## Information

───

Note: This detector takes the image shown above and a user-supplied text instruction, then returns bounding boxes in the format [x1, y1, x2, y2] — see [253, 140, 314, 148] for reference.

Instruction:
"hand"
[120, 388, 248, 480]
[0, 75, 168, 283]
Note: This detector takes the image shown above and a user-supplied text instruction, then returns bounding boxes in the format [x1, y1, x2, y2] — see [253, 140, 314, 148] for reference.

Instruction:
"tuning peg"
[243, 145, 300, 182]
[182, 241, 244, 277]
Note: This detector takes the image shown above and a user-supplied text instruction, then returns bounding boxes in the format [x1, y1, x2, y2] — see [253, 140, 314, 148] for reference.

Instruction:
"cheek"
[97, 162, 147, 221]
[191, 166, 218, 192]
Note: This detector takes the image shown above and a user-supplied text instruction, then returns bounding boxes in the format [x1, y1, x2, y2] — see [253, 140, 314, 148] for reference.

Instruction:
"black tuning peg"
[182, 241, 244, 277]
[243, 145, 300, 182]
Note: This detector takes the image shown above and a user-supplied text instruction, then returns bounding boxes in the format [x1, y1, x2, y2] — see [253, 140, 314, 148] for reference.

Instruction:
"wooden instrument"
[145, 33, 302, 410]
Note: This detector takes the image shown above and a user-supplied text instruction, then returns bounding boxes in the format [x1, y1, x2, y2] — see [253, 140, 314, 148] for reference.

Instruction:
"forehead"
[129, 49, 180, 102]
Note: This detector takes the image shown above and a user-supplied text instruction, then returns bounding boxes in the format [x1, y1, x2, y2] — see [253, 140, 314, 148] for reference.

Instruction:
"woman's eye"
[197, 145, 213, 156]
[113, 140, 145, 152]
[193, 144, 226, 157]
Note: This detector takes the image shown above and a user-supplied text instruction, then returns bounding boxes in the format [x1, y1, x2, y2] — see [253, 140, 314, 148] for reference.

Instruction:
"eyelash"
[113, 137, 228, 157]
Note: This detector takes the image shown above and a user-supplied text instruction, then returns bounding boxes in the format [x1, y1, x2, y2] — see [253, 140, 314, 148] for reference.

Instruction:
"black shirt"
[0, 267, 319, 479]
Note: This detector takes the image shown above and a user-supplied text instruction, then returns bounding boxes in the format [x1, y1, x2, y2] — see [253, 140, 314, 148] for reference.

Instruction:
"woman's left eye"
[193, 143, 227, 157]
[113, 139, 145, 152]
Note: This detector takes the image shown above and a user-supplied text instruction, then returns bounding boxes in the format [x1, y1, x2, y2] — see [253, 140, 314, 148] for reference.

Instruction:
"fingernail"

───

## Exercise
All of the entries above must be quoted exactly.

## Output of the exercise
Note: This detector takes the image shown above and a user-supplied text instruction, then returns bounding boxes in the format [x1, y1, x2, y2] — see [253, 140, 314, 148] for reference.

Instruction:
"hand"
[120, 388, 248, 480]
[0, 75, 168, 283]
Note: This detector takes the image shown above and a user-supplied text instruction, then returns bounding boxes in the format [x1, y1, x2, y2] — see [253, 140, 314, 148] for reference.

Instruction:
"tuning peg"
[243, 145, 300, 182]
[182, 241, 244, 277]
Note: This detector takes the image shown above and a user-supplied text instruction, then returns bounding boxes in the format [x1, y1, x2, y2] — see [253, 140, 314, 148] for reference.

Instruction:
"cheek"
[97, 162, 147, 221]
[191, 166, 218, 192]
Note: This detector takes the image shown above and a user-supplied text instruction, then returns bounding boxes in the format [x1, y1, x2, y2] — see [253, 140, 314, 148] for reference.

Instruction:
"black tuning peg"
[182, 241, 244, 277]
[243, 145, 300, 182]
Note: This detector takes the image shown above and a user-supplied text instruction, then returns bounding boxes in the format [x1, y1, x2, y2] — see [253, 140, 314, 148] for reference.

Instruction:
"wooden instrument"
[145, 33, 302, 410]
Note: This detector takes the image shown above and a user-supplied text instruction, then returns bounding boxes in the format [x1, y1, x2, y2] — see [253, 140, 314, 148] for reference.

Instruction:
"forehead"
[129, 49, 180, 102]
Note: This detector takes the image shown above and a user-supplied text instruction, then returns bounding boxes in the format [x1, y1, x2, y2] — see [253, 140, 314, 148] for reference.

Instruction:
"woman's eye"
[197, 145, 213, 156]
[113, 140, 145, 152]
[193, 144, 226, 157]
Note: This detector takes the image shown above and a user-supplied text instruction, then returns bounding boxes in the format [x1, y1, x2, y2] — see [253, 140, 314, 148] for reference.

Instruction:
"eyelash"
[113, 137, 228, 157]
Note: This detector takes the image shown above and a user-supplied text instruction, then returns bounding boxes in the format [x1, y1, x2, y2] — see [253, 140, 314, 148] for reference.

Instruction:
"black shirt"
[0, 267, 319, 479]
Note: This detector takes the image shown above and a user-supplied text instruction, then returns bounding boxes in the format [x1, y1, x2, y2] — see [253, 140, 314, 148] for reference.

Instruction:
"woman's left eye"
[193, 143, 227, 157]
[113, 139, 145, 152]
Note: This detector takes the image shown above and a user-supplied text instruction, then returns bounding boxes in the format [x1, y1, x2, y2] — see [253, 140, 314, 148] for reference.

Instruction:
"fingernail"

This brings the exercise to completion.